(Referring expression data)
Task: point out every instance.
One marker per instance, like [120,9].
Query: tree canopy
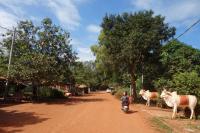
[41,54]
[132,41]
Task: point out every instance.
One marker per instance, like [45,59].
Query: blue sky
[82,18]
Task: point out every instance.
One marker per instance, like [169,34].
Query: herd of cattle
[172,99]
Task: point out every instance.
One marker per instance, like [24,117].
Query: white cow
[148,96]
[175,101]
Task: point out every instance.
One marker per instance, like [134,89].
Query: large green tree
[132,40]
[180,68]
[41,54]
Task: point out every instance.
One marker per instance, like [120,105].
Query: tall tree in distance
[133,40]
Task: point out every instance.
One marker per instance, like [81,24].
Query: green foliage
[55,93]
[46,92]
[181,68]
[129,41]
[41,54]
[179,57]
[187,83]
[85,73]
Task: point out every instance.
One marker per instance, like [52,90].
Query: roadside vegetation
[130,46]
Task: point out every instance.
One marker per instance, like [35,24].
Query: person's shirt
[125,100]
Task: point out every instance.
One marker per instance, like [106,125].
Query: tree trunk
[133,84]
[34,86]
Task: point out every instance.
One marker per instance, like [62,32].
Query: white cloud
[176,12]
[66,12]
[85,54]
[7,20]
[93,28]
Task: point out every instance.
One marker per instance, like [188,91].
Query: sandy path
[95,113]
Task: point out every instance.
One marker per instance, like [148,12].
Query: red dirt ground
[94,113]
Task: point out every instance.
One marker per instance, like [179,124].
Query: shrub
[113,92]
[55,93]
[46,92]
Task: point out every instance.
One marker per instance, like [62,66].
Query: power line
[5,28]
[188,29]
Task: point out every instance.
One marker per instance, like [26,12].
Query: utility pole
[10,57]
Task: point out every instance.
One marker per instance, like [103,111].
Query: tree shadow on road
[15,119]
[131,112]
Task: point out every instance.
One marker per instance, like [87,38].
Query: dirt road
[94,113]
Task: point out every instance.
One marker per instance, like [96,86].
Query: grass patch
[160,125]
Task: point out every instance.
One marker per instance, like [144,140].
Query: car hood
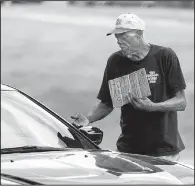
[89,167]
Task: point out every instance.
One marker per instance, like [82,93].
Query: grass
[61,63]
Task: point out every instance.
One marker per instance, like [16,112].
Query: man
[149,126]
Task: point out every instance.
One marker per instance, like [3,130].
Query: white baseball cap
[126,22]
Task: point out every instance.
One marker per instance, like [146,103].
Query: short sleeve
[174,76]
[104,92]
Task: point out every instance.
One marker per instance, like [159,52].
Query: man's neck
[141,53]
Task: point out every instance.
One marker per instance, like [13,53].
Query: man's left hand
[141,104]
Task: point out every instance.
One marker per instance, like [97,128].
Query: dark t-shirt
[150,133]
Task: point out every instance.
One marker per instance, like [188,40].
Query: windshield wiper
[26,149]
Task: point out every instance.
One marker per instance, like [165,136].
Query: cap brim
[118,31]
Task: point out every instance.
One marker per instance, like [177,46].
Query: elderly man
[149,126]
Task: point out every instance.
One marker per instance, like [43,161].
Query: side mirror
[93,133]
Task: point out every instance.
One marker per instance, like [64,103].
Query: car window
[24,123]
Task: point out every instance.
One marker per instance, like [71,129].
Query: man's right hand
[80,119]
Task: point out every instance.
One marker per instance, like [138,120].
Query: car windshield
[25,124]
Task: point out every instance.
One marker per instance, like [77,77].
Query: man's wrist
[156,107]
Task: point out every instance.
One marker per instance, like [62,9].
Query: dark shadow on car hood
[81,167]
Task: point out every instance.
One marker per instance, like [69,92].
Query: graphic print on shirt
[152,77]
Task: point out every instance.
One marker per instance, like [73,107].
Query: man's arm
[100,111]
[177,103]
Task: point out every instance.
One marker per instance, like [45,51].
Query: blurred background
[56,52]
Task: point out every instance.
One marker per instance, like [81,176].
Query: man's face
[128,42]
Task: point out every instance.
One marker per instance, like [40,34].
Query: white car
[40,147]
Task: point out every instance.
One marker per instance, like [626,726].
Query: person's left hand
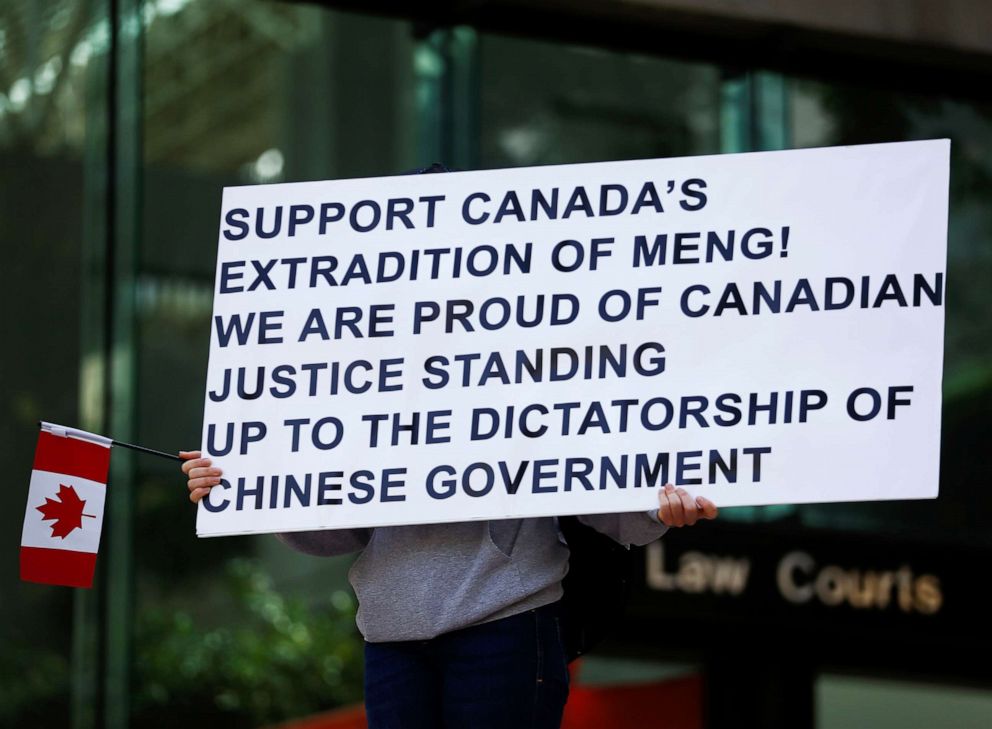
[678,508]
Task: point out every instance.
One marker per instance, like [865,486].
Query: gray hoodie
[416,582]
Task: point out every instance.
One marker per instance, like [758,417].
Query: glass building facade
[120,123]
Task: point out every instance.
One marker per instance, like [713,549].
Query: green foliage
[267,658]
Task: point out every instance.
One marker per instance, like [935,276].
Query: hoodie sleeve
[327,542]
[639,527]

What you will do:
Write all the lines above out again exactly, minus the images.

Response for this exercise:
Task: point out every instance.
One marker per instance, like [120,9].
Query: tree canopy
[41,54]
[132,41]
Task: point out every instance.
One marker per instance, like [45,59].
Query: blue sky
[82,18]
Task: point out every instance.
One marker per instance, like [169,34].
Query: herd of cattle
[172,99]
Task: point out every instance.
One marker per instance, like [24,117].
Query: white cow
[148,96]
[175,101]
Task: point out every instance.
One marker per instance, like [134,89].
Query: large green tree
[132,40]
[180,68]
[41,54]
Task: point out every instance.
One marker per instance, like [120,105].
Query: tall tree in distance
[133,40]
Task: point out every instance.
One marker per instance, like [81,24].
Query: green foliage
[55,93]
[46,92]
[181,68]
[129,41]
[41,54]
[179,57]
[187,83]
[85,73]
Task: point out every instance.
One marker per instance, like [52,90].
Query: roadside vegetation
[130,46]
Task: point out every instance.
One marker per instance, like [35,24].
Query: person's shirt
[125,100]
Task: point out every instance.
One marker per instance, like [106,125].
Query: tree trunk
[133,84]
[34,86]
Task: point out every instance.
One marker per instance, like [62,32].
Query: white cloud
[176,12]
[66,12]
[85,54]
[7,20]
[93,28]
Task: point out every instance.
One marker per instance, like [188,91].
Query: sandy path
[95,113]
Task: point out every instance.
One marker per instance, like [148,12].
Query: red dirt ground
[94,113]
Task: point out every instance.
One marker per instance, like [179,124].
Query: shrub
[113,92]
[55,93]
[46,92]
Task: point out every instance.
One marker per instance, like [62,66].
Query: power line
[5,28]
[188,29]
Task: point out every instance.
One marker per instance, like [26,12].
Query: utility pole
[10,57]
Task: point out every instance.
One marker per instance, like [103,111].
Query: tree shadow on road
[15,119]
[131,112]
Task: point out every instance.
One marker per instance, like [87,38].
Query: dirt road
[94,113]
Task: point out every instance.
One marker per instance, like [96,86].
Query: grass patch
[160,125]
Task: point out every instance.
One marker per instance, like [144,140].
Query: car hood
[89,167]
Task: point out every instance.
One marker per instance, like [82,93].
Query: grass
[61,63]
Task: point out every instance.
One marker per instance, like [16,112].
Query: man
[149,126]
Task: point out every instance.
One marker per instance, like [3,130].
Query: white baseball cap
[126,22]
Task: point out every instance.
One marker per instance, like [146,103].
Query: short sleeve
[174,76]
[104,92]
Task: point out every instance.
One marker per instance, like [159,52].
Query: man's neck
[141,53]
Task: point out every instance.
One marker per instance, like [13,53].
Query: man's left hand
[141,104]
Task: point out every instance.
One marker per instance, like [97,128].
Query: dark t-shirt
[150,133]
Task: point out every instance.
One marker per instance, like [188,40].
Query: windshield wiper
[26,149]
Task: point out every instance.
One marker per instance, like [165,136].
Query: cap brim
[118,31]
Task: point out every instance.
One marker per instance, like [177,46].
Query: elderly man
[149,126]
Task: point out every instance.
One marker per instance, like [43,161].
Query: side mirror
[93,133]
Task: point out every instance.
One marker per instance, like [64,103].
Query: car window
[24,123]
Task: point out every instance.
One marker per instance, like [71,129].
Query: man's right hand
[80,119]
Task: point out every instance.
One marker per instance, like [138,120].
Query: car windshield
[25,124]
Task: point out every instance.
One marker per instance, like [77,77].
Query: man's wrist
[156,107]
Task: point out every instance.
One marker per instance, like [62,9].
Query: dark shadow on car hood
[81,167]
Task: point out every instance.
One marker per instance, like [69,92].
Query: graphic print on shirt
[152,77]
Task: point out every instance.
One marker per instance, like [73,107].
Query: man's arm
[100,111]
[177,103]
Task: point out every instance.
One marker per instance, like [45,51].
Query: blurred background
[56,52]
Task: point out every instance.
One marker per instance, like [81,176].
Query: man's face
[128,42]
Task: point out every instance.
One marker per instance, like [40,34].
Query: white car
[40,147]
Task: point out every instance.
One marker per instance, like [626,726].
Query: person's left hand
[678,508]
Task: point out every instance.
One marker per instance, like [865,486].
Query: gray hoodie
[416,582]
Task: point out every instance.
One marker per instance, like [758,417].
Query: glass building facade
[120,123]
Task: point out every instance.
One marker per instance, like [713,549].
Query: green foliage
[267,658]
Task: point out every instance.
One marker per instance, like [935,276].
Query: hoodie sleeve
[327,542]
[639,527]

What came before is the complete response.